YOUR GOAL – Transcribe every line of the records verbatim.

** WORKING DATA follows **

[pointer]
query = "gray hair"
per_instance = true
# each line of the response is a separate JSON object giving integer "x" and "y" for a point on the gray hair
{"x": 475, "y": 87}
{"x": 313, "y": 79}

** End of WORKING DATA **

EXERCISE OUTPUT –
[pointer]
query = "gray hair"
per_instance = true
# each line of the response is a separate JSON object giving integer "x" and "y" for a point on the gray hair
{"x": 475, "y": 87}
{"x": 313, "y": 79}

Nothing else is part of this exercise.